§ Written request
Copy every line of the records below, from the line with "the white wall" up to and including the last line, and add 67 to each coordinate in the answers. Reproduce the remaining lines unchanged.

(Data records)
..........

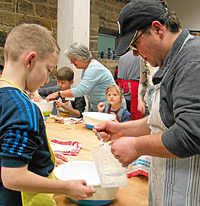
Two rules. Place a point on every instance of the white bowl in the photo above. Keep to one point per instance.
(45, 107)
(93, 118)
(86, 170)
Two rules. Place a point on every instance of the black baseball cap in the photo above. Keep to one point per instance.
(136, 15)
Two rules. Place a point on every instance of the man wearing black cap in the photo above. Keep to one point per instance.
(171, 132)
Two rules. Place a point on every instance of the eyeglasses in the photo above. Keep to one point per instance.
(133, 45)
(72, 59)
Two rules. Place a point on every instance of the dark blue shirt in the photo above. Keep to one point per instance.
(23, 139)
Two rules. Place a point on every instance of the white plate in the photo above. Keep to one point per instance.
(76, 170)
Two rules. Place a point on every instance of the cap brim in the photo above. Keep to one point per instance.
(124, 43)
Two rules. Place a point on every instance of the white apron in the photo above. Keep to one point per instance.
(172, 182)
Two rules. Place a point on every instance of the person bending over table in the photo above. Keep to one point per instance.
(170, 134)
(95, 78)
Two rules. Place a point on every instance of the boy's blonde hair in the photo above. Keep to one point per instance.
(65, 74)
(30, 37)
(116, 88)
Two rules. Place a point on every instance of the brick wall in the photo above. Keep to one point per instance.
(15, 12)
(104, 15)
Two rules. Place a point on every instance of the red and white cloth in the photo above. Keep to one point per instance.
(65, 146)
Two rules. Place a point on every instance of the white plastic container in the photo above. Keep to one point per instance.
(110, 171)
(93, 118)
(86, 170)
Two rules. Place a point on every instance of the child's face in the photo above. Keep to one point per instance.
(113, 97)
(39, 72)
(64, 84)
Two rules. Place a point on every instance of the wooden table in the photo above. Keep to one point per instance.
(134, 194)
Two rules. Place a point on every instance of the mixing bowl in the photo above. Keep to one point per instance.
(86, 170)
(45, 107)
(93, 118)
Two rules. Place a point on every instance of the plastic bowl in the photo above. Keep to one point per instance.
(86, 170)
(45, 107)
(93, 118)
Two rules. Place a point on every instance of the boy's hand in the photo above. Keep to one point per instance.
(52, 96)
(58, 103)
(101, 107)
(37, 97)
(60, 158)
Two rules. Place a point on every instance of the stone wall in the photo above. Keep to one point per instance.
(15, 12)
(104, 15)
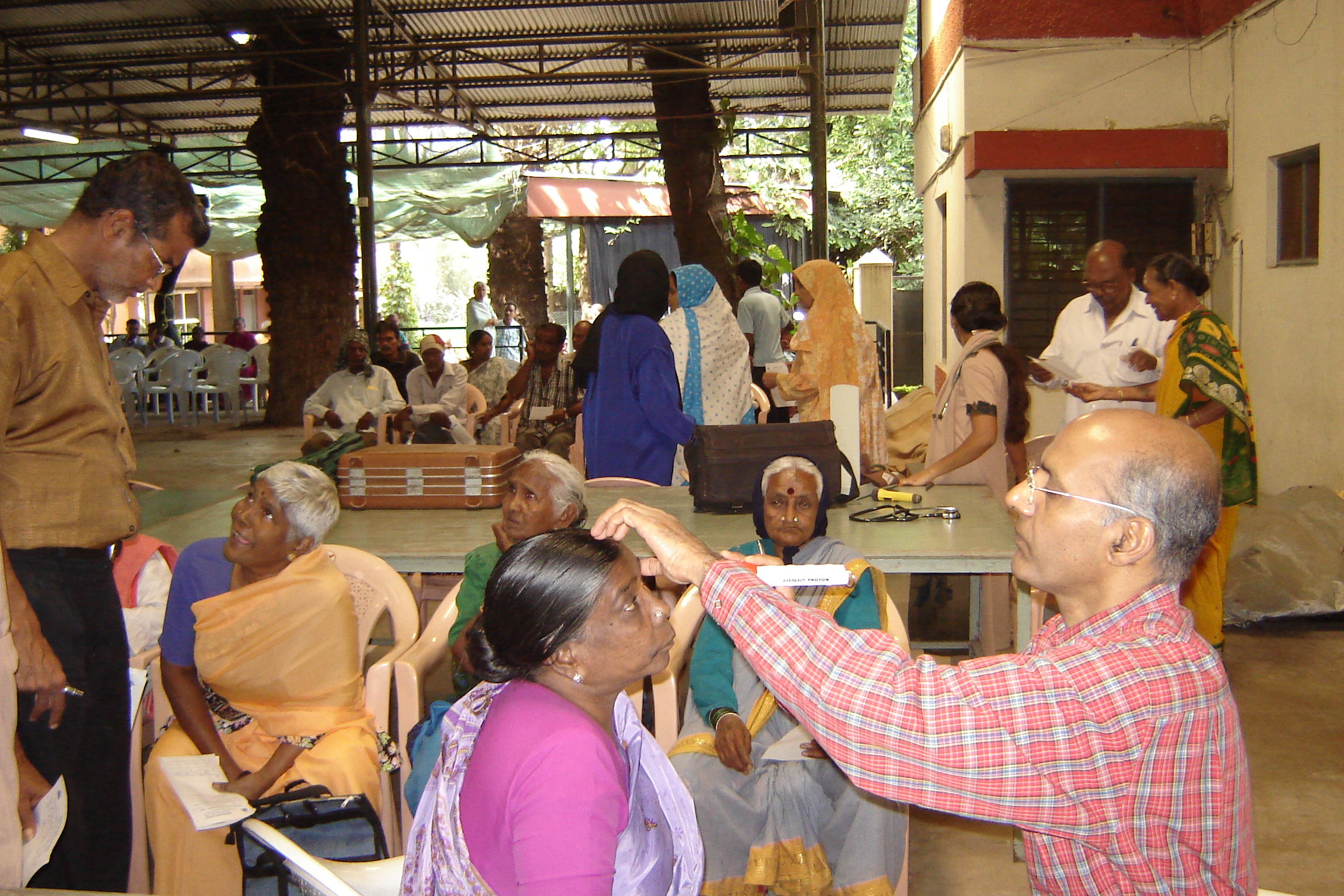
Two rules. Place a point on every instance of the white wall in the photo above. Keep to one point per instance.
(1289, 96)
(1276, 81)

..........

§ Problem solution
Two rules. Place a point on every instance of the white wall in the photo above. Keep to one point per instance.
(1356, 163)
(1343, 148)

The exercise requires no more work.